>> START Extracted material
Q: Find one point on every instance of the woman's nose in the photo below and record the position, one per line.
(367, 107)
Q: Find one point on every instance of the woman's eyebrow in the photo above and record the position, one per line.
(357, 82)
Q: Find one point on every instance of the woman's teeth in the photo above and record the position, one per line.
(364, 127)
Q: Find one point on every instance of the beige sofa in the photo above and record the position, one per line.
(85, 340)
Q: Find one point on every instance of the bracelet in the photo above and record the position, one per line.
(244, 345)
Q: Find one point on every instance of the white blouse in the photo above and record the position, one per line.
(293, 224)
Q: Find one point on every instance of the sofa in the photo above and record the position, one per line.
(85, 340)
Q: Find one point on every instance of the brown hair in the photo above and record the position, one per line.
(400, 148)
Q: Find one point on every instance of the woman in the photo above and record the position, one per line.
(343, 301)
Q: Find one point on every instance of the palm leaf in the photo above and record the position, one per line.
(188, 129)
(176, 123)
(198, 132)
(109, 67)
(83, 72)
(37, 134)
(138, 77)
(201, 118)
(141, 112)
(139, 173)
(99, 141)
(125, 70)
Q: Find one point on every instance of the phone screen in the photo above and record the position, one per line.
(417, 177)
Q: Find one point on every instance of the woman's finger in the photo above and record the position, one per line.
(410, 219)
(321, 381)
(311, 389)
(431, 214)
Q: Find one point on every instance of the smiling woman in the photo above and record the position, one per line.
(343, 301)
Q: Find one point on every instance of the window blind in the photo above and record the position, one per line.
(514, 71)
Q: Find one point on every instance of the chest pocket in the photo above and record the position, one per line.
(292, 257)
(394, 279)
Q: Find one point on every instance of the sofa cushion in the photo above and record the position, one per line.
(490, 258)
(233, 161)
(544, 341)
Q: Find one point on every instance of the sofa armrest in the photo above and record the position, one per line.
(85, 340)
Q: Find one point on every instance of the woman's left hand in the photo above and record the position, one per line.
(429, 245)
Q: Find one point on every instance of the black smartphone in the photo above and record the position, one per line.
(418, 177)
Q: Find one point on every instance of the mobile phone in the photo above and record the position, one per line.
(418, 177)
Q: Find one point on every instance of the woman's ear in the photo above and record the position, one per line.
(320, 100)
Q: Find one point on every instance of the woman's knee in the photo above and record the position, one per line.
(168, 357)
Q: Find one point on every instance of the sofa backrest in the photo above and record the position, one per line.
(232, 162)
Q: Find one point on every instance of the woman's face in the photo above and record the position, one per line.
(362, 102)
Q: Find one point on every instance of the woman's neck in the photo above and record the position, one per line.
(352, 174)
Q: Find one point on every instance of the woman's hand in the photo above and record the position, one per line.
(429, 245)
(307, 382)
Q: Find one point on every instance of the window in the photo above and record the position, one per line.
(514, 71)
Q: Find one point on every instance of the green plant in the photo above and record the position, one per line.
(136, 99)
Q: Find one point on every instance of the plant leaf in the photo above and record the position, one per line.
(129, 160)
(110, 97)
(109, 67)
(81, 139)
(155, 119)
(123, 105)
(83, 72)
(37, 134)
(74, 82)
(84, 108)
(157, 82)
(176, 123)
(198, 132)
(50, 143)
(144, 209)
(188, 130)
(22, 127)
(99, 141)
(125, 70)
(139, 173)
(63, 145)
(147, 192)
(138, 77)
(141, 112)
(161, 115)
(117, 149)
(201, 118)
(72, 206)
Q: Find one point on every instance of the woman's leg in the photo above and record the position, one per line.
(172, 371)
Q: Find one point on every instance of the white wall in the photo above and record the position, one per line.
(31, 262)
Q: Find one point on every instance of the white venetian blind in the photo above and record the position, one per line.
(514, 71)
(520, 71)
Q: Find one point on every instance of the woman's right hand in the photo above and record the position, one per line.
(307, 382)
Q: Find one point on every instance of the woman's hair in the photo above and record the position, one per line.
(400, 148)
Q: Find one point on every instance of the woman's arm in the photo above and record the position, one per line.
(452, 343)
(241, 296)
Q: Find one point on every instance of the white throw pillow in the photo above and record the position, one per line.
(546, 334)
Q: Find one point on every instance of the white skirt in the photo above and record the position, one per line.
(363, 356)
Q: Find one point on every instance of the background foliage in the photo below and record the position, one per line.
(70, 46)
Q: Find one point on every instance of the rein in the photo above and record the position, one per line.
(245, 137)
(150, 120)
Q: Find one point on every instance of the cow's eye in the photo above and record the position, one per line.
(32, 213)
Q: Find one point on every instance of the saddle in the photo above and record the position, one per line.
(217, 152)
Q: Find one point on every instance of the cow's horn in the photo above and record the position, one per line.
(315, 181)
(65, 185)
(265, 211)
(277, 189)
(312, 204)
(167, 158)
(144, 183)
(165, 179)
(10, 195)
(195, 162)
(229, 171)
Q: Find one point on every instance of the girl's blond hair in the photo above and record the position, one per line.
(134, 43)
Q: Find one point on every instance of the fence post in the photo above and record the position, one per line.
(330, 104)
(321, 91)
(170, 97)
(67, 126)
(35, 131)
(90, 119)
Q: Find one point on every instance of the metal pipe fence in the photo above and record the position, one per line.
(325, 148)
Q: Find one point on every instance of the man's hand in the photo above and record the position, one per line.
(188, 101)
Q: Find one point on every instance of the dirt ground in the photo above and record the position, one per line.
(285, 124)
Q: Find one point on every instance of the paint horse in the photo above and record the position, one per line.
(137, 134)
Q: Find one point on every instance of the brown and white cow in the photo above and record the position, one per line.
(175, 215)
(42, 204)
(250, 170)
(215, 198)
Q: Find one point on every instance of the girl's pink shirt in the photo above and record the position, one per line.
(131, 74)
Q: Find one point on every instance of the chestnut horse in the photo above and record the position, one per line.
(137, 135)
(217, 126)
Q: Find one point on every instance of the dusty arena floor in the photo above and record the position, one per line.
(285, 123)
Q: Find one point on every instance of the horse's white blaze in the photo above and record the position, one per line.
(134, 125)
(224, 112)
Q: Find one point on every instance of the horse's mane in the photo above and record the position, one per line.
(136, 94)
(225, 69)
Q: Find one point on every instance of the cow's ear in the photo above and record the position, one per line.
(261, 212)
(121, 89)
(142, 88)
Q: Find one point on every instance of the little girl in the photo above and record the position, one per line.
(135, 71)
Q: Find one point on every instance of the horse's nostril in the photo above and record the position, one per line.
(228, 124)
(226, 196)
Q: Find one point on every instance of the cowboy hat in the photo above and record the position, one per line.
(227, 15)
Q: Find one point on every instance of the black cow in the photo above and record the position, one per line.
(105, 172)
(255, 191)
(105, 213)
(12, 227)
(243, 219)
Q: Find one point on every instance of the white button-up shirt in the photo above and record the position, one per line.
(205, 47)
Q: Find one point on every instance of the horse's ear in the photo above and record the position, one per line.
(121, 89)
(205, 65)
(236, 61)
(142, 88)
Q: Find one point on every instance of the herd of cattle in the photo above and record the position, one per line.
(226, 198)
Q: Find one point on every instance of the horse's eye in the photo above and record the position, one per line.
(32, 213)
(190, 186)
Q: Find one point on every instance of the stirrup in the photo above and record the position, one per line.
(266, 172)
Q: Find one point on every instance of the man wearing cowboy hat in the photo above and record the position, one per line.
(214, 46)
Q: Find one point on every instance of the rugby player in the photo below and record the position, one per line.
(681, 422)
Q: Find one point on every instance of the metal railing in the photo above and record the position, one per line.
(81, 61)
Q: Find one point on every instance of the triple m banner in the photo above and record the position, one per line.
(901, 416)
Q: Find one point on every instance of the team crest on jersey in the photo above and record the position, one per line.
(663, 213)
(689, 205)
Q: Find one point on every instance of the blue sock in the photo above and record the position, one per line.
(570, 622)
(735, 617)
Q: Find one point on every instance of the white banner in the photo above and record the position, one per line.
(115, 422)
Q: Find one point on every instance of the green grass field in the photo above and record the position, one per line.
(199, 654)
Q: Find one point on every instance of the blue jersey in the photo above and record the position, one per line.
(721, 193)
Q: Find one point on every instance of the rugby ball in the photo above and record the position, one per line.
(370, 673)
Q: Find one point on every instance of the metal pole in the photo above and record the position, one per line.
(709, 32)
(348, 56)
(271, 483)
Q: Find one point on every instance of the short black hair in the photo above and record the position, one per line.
>> END Extracted material
Work required:
Return the lines beginning at the one that contains "Q: Find one point on every instance of the white banner" and continuing through the last line of the data, exactly as they stand and without any others.

Expected output:
Q: Find one point on every instance of the white banner in the photo above and record the position, one per line.
(115, 422)
Q: Find one point on every instance of the green grass field in the photo above and record the position, one per line.
(199, 654)
Q: Find one point on every instance of the blue jersey in the photo above and record the position, one per line.
(721, 193)
Q: Find one point on every instance of the rugby ball in the photo above and record the position, one per line.
(370, 673)
Q: Find one point on every instance of the metal pole in the photo above and record the position, one per line.
(709, 32)
(348, 56)
(271, 483)
Q: Find one point on every instance of the short black hair in the photo above and record the position, one per line.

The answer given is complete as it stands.